Problem statement
From the line that holds "Would you be able to mark the hillside" down to the last line of the listing below, reproduce each line exactly and nothing more, omitting pictures.

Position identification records
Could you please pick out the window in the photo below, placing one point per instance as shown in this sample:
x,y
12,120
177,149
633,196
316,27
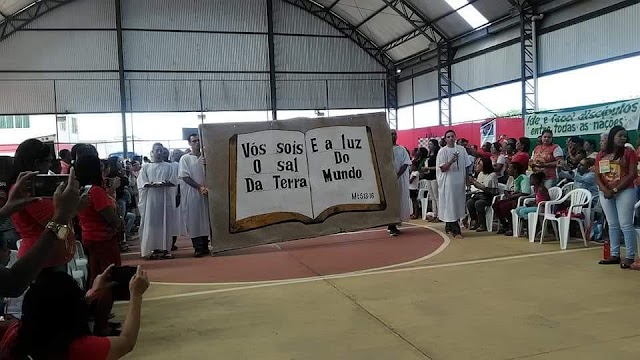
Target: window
x,y
6,122
22,122
62,123
74,125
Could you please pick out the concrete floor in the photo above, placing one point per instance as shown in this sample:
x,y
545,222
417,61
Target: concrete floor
x,y
483,297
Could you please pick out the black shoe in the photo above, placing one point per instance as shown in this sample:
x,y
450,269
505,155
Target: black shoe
x,y
626,264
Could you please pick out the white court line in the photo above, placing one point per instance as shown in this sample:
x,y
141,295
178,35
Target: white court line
x,y
387,271
440,249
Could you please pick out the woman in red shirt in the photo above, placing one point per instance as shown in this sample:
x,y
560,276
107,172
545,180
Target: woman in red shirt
x,y
616,170
55,321
546,158
523,145
30,222
101,231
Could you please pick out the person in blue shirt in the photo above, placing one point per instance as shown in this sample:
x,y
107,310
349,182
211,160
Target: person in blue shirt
x,y
585,178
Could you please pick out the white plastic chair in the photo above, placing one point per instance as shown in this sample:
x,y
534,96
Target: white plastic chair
x,y
422,188
532,220
566,188
528,201
515,219
579,199
554,194
78,275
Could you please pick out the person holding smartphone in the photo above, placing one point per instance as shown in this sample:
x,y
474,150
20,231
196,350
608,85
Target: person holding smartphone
x,y
102,230
31,221
15,280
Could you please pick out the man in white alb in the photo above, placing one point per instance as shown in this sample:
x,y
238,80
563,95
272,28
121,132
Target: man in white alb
x,y
176,155
401,165
194,205
156,185
451,172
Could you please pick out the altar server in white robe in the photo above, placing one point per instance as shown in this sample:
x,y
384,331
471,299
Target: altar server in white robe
x,y
176,155
194,205
402,167
451,173
156,185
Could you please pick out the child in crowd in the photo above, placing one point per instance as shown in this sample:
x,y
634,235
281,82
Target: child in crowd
x,y
541,192
414,180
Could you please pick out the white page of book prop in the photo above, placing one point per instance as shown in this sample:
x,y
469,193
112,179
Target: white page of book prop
x,y
283,176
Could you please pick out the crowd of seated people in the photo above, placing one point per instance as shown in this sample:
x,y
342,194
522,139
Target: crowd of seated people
x,y
609,173
61,318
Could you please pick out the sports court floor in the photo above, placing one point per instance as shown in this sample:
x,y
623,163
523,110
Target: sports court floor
x,y
370,296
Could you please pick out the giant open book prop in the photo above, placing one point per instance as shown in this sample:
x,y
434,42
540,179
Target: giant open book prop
x,y
284,180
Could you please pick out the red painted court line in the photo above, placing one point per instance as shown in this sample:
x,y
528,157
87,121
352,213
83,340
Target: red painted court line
x,y
325,255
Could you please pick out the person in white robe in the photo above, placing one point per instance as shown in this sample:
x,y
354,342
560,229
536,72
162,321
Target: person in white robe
x,y
176,155
451,173
156,186
194,204
402,167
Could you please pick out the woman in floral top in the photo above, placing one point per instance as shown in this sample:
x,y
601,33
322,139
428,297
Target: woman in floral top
x,y
616,171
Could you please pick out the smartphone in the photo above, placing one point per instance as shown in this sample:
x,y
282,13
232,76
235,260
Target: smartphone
x,y
121,275
84,191
46,185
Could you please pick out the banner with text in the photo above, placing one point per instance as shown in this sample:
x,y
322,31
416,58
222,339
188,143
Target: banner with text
x,y
584,120
285,180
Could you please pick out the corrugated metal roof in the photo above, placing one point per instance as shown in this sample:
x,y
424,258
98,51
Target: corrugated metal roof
x,y
400,28
403,28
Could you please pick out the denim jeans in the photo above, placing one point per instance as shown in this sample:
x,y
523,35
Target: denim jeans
x,y
619,214
523,211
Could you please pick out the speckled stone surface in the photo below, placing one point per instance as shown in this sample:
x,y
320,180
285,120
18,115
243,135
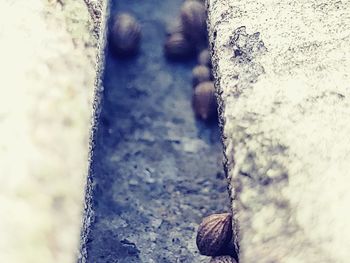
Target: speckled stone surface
x,y
48,56
282,75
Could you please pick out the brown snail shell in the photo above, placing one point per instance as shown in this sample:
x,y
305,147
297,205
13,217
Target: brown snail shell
x,y
223,259
125,35
204,101
178,47
214,233
204,58
194,20
200,74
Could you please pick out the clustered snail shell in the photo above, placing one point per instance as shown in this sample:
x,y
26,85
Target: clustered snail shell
x,y
214,237
214,234
125,35
192,26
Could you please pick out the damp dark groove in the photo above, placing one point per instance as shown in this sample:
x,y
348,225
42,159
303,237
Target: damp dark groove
x,y
155,171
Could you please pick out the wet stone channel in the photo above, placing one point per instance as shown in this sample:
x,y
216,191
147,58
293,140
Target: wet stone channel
x,y
156,170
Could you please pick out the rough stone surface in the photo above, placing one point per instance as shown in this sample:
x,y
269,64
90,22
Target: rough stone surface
x,y
47,66
282,75
156,171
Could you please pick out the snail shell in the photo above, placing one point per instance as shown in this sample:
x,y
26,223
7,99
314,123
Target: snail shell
x,y
194,17
200,74
204,101
125,34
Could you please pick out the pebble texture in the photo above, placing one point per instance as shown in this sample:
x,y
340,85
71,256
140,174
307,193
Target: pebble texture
x,y
156,171
282,76
48,56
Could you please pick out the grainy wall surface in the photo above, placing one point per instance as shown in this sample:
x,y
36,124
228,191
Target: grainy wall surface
x,y
47,66
282,74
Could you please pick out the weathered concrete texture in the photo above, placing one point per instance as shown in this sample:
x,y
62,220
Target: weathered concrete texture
x,y
282,73
47,67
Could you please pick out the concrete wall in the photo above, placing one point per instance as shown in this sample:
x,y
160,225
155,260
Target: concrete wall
x,y
282,75
48,55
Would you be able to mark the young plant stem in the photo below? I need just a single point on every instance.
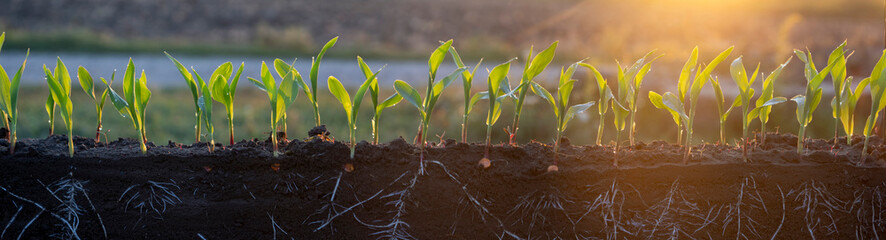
(198, 126)
(763, 134)
(231, 126)
(98, 130)
(633, 127)
(52, 121)
(353, 132)
(316, 114)
(723, 133)
(557, 148)
(12, 139)
(800, 139)
(142, 142)
(464, 129)
(71, 142)
(274, 134)
(600, 131)
(744, 130)
(617, 143)
(375, 129)
(488, 142)
(421, 145)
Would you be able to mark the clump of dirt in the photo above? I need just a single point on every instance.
(319, 131)
(237, 191)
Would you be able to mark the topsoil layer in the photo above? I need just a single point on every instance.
(111, 191)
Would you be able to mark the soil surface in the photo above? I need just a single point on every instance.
(176, 191)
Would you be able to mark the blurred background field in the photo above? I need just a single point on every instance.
(101, 35)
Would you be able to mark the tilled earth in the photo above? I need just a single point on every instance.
(175, 191)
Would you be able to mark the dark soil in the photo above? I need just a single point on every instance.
(179, 191)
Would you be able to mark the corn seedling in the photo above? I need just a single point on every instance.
(746, 92)
(9, 96)
(675, 104)
(534, 67)
(498, 90)
(204, 103)
(373, 92)
(88, 85)
(351, 108)
(223, 91)
(560, 104)
(808, 102)
(848, 99)
(721, 112)
(629, 80)
(59, 81)
(280, 96)
(195, 92)
(635, 89)
(134, 101)
(312, 93)
(878, 87)
(434, 89)
(467, 82)
(841, 86)
(766, 97)
(605, 96)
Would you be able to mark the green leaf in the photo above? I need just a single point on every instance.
(86, 82)
(390, 102)
(673, 103)
(409, 94)
(341, 94)
(546, 95)
(575, 109)
(14, 86)
(476, 98)
(315, 65)
(688, 67)
(189, 79)
(540, 62)
(439, 86)
(437, 57)
(119, 103)
(498, 73)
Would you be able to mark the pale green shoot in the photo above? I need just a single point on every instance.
(560, 104)
(767, 95)
(59, 82)
(434, 89)
(604, 96)
(134, 101)
(9, 96)
(848, 101)
(807, 103)
(878, 101)
(86, 82)
(224, 91)
(351, 108)
(746, 92)
(723, 113)
(195, 92)
(204, 103)
(467, 83)
(498, 90)
(280, 96)
(838, 74)
(534, 67)
(675, 104)
(315, 67)
(376, 105)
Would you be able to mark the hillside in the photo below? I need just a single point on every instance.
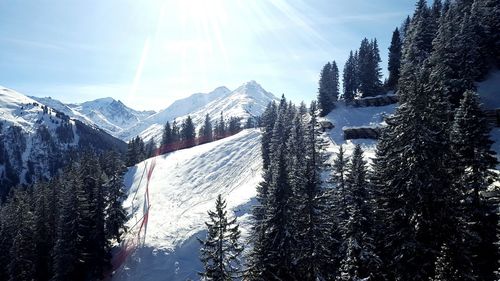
(183, 187)
(106, 113)
(248, 100)
(35, 139)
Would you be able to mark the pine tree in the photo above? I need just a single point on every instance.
(267, 120)
(206, 131)
(368, 68)
(473, 162)
(65, 252)
(412, 166)
(221, 249)
(116, 216)
(445, 269)
(360, 260)
(220, 128)
(188, 133)
(394, 60)
(22, 252)
(166, 138)
(350, 78)
(234, 125)
(176, 134)
(92, 242)
(311, 206)
(339, 179)
(45, 209)
(326, 91)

The completed task
Would you be able to mark the hillside in the photo below? I need just a single point on every instance.
(183, 187)
(106, 113)
(248, 100)
(35, 139)
Would you be able to mark the pine tree in the photo above? I need just a single point on every instance.
(267, 120)
(206, 131)
(368, 68)
(473, 162)
(65, 252)
(412, 166)
(221, 249)
(116, 216)
(445, 269)
(360, 260)
(220, 128)
(188, 133)
(394, 60)
(22, 252)
(166, 138)
(350, 78)
(234, 125)
(176, 134)
(92, 242)
(311, 206)
(339, 179)
(45, 209)
(326, 91)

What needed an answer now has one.